Copy the rows below verbatim, starting at the line with "</instance>" and ending with the line with "positive clicks: (52, 120)", with both of those lines included.

::: EXERCISE INPUT

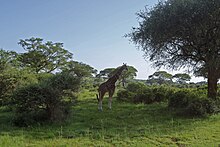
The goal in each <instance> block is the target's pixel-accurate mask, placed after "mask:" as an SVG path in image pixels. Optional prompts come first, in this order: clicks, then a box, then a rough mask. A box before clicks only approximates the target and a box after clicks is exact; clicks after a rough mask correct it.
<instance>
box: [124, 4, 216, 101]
mask: <svg viewBox="0 0 220 147" xmlns="http://www.w3.org/2000/svg"><path fill="white" fill-rule="evenodd" d="M219 8H220V1H219V0H167V1H161V2H159V3H158V4H157V5H156V6H155V7H154V8H152V9H145V10H143V11H141V12H139V13H137V15H138V18H139V20H140V21H139V26H138V27H136V28H133V30H132V32H131V33H130V34H127V37H129V38H130V39H131V41H132V42H133V43H135V44H136V45H138V46H139V48H141V49H142V50H143V51H144V52H145V57H147V58H149V60H150V61H152V62H153V65H155V66H156V67H161V66H165V67H168V68H172V69H178V68H181V67H191V69H192V71H196V70H198V69H199V68H201V67H202V68H203V69H205V70H206V73H207V77H208V97H212V98H215V97H216V95H217V82H218V79H219V78H220V77H219V76H218V75H219V74H217V73H219V72H220V17H219V16H220V9H219Z"/></svg>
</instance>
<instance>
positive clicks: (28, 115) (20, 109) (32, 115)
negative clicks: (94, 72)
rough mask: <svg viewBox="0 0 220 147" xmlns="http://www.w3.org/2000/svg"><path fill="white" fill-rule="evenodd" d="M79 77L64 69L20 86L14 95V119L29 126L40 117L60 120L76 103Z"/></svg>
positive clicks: (52, 120) (43, 118) (20, 122)
mask: <svg viewBox="0 0 220 147" xmlns="http://www.w3.org/2000/svg"><path fill="white" fill-rule="evenodd" d="M79 83H80V79H79V78H78V77H75V76H72V75H70V74H67V73H62V74H56V75H54V76H51V77H50V78H48V79H47V80H45V81H42V82H41V83H37V84H30V85H29V86H26V87H22V88H19V89H17V90H16V91H15V93H14V97H13V101H12V102H13V106H14V107H15V113H16V116H15V119H14V123H15V124H16V125H18V126H28V125H32V124H33V123H36V122H43V121H63V120H64V119H65V118H66V117H67V116H68V115H69V114H70V108H71V106H72V105H73V104H74V103H75V96H74V93H73V92H76V91H77V90H78V88H79Z"/></svg>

::::::

| TASK SOLUTION |
</instance>
<instance>
positive clicks: (28, 115) (20, 109) (32, 115)
negative clicks: (94, 72)
rough mask: <svg viewBox="0 0 220 147" xmlns="http://www.w3.org/2000/svg"><path fill="white" fill-rule="evenodd" d="M79 77L64 69L20 86L14 95V119L29 126L40 117L60 120L76 103Z"/></svg>
positive clicks: (52, 120) (43, 118) (20, 122)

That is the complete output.